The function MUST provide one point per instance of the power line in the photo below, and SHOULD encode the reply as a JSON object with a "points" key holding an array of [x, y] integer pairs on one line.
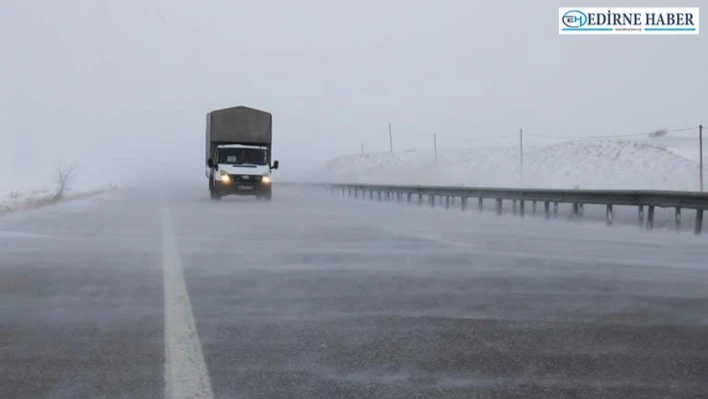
{"points": [[616, 135]]}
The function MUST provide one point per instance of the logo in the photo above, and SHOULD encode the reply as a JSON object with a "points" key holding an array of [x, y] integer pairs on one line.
{"points": [[574, 19], [629, 20]]}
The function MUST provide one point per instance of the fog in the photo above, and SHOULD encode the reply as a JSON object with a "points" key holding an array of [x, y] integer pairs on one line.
{"points": [[122, 88]]}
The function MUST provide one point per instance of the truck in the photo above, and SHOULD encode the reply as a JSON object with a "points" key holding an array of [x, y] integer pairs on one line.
{"points": [[238, 152]]}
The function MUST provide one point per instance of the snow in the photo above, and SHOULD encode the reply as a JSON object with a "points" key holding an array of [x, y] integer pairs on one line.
{"points": [[19, 189], [647, 163]]}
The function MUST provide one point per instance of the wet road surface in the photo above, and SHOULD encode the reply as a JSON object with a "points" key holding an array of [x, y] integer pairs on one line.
{"points": [[146, 294]]}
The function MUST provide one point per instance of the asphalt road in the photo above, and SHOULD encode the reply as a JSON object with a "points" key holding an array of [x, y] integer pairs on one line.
{"points": [[146, 294]]}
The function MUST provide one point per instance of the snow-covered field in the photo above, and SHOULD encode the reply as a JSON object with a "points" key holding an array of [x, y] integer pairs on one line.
{"points": [[665, 163], [32, 189]]}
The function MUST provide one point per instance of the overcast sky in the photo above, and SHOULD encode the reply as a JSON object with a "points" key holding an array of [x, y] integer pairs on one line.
{"points": [[123, 86]]}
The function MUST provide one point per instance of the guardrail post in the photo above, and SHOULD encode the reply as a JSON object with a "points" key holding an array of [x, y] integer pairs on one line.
{"points": [[608, 215], [547, 209], [576, 210], [699, 221], [650, 217]]}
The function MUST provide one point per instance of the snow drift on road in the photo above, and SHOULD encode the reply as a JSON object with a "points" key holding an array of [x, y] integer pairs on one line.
{"points": [[608, 164]]}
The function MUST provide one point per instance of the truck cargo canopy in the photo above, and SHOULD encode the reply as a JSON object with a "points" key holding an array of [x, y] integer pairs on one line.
{"points": [[241, 125], [238, 125]]}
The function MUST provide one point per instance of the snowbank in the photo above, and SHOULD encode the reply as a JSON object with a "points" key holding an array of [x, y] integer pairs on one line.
{"points": [[608, 164]]}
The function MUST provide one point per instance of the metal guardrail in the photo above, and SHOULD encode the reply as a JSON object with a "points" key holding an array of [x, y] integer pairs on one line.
{"points": [[641, 198]]}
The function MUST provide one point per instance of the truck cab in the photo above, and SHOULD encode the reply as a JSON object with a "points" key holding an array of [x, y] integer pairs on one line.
{"points": [[238, 169]]}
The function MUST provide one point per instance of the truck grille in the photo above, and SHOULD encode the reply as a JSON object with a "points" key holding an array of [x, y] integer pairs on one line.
{"points": [[246, 178]]}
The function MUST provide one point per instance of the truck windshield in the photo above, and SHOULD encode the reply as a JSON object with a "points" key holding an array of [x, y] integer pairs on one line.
{"points": [[242, 156]]}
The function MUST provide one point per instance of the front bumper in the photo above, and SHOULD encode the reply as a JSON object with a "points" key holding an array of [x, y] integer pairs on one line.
{"points": [[237, 187]]}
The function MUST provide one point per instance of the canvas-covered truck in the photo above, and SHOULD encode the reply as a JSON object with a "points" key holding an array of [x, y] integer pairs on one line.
{"points": [[238, 152]]}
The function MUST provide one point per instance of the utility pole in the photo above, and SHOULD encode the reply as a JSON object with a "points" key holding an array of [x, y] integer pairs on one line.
{"points": [[700, 153], [521, 152]]}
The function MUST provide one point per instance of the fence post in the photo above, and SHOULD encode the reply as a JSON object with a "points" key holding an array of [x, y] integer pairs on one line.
{"points": [[700, 153], [547, 209], [650, 217], [576, 210], [521, 208], [699, 221], [608, 215]]}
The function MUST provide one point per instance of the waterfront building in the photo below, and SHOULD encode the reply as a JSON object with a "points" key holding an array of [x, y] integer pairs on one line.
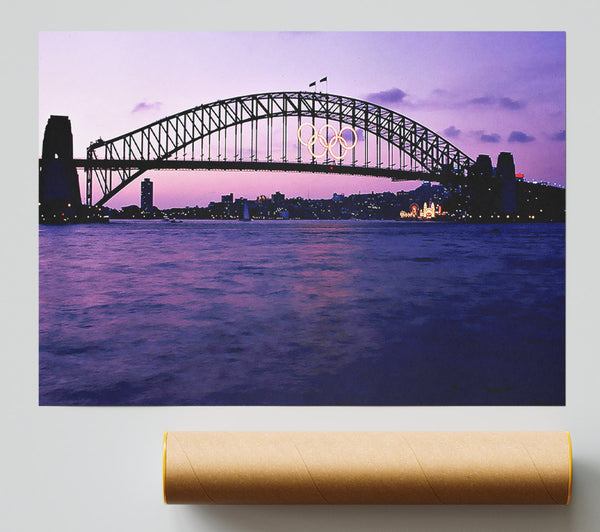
{"points": [[146, 201]]}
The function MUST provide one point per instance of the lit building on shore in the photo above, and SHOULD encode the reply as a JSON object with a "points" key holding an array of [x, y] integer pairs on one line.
{"points": [[426, 213], [146, 202]]}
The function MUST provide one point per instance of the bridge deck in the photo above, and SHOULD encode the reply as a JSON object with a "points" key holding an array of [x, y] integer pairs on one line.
{"points": [[394, 175]]}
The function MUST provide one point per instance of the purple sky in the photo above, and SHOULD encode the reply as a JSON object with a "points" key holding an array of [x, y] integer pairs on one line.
{"points": [[484, 92]]}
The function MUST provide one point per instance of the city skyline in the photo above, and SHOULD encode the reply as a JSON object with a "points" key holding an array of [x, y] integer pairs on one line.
{"points": [[484, 92]]}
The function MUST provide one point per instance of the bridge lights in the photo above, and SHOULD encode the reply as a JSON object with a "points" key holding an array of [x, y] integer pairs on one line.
{"points": [[328, 145]]}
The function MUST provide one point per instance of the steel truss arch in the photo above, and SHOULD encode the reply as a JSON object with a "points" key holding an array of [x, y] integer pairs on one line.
{"points": [[151, 146]]}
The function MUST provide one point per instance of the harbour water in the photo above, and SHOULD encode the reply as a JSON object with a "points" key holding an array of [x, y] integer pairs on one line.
{"points": [[302, 313]]}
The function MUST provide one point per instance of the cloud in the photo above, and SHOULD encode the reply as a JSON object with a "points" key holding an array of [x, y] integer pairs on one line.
{"points": [[519, 136], [482, 100], [451, 132], [491, 137], [393, 95], [509, 103], [143, 106], [504, 102]]}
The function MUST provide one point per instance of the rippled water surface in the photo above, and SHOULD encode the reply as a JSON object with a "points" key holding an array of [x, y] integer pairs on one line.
{"points": [[302, 313]]}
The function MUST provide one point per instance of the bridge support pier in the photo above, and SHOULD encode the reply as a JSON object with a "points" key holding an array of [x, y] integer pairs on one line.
{"points": [[59, 194]]}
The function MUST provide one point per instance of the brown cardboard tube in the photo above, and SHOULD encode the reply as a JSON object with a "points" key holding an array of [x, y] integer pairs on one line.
{"points": [[367, 467]]}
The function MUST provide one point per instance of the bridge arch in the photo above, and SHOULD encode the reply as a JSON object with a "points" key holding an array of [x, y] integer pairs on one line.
{"points": [[187, 140]]}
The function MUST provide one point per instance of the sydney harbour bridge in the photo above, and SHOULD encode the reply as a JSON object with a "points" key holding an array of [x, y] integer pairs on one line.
{"points": [[277, 131]]}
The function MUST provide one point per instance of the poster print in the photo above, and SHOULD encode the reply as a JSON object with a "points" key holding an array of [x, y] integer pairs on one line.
{"points": [[302, 218]]}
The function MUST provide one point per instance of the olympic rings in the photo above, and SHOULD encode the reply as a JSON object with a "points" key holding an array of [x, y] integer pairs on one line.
{"points": [[322, 138]]}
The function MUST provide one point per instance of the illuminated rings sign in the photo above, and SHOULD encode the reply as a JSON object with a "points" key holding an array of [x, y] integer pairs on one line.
{"points": [[323, 144]]}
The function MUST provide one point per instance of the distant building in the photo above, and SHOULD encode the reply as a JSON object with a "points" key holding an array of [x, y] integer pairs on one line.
{"points": [[278, 198], [505, 171], [146, 202]]}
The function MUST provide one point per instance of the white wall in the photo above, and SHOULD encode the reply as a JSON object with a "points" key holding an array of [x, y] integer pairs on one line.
{"points": [[99, 469]]}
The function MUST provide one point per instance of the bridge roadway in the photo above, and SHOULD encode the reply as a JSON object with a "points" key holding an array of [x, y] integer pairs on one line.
{"points": [[168, 164]]}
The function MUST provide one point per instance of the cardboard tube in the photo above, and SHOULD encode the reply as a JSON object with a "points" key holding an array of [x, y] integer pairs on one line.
────
### TASK DIRECTIONS
Return only those lines that run from the one containing "of the illuminated" through the end of the entries, keeping each exactly as written.

### SOLUTION FOR THIS PROBLEM
The function MUST provide one point per instance of the illuminated rings sign in the photo above, and SHOULD encode the reply as a JSON object with a "points" key holding an array of [x, y] integer pairs on one line.
{"points": [[323, 144]]}
The function MUST provide one point per instance of the distant building in the photo above, and SHOULD encode the reply as a JSON object with a "points" key holding an array of [x, y] integer pairs on one line.
{"points": [[278, 198], [505, 171], [146, 202]]}
The function MUST provide one point per instance of the white wall in the photo above, and SHOULD encode the reply as a JSON object with a "points" key holding an array of [x, y] integer pairs on one line.
{"points": [[99, 469]]}
The function MUST provide one point per instance of the bridge roadway in the photo above, and SHOULD encode the reply as a JSON object with a "points" key holding an array of [x, y] integer pairs on one line.
{"points": [[168, 164]]}
The function MUST provide one point per instance of the cardboard tube in the photo above, and SHOULD encode the reply as a JSON object with a "points" key holding an array of [x, y] integer pairs on one line.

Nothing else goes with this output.